• Exercise requirements: Repeat verbatim the lines of the data below, beginning with the line containing "target | dark background foliage" and continuing to the end.

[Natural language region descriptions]
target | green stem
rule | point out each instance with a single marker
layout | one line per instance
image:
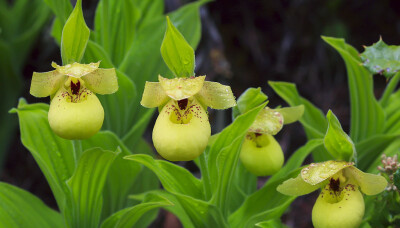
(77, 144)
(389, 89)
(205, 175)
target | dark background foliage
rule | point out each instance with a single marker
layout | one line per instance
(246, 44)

• Reply to the exercise:
target | dark background foliage
rule | point out each instance with a single marker
layout | one line per instance
(246, 44)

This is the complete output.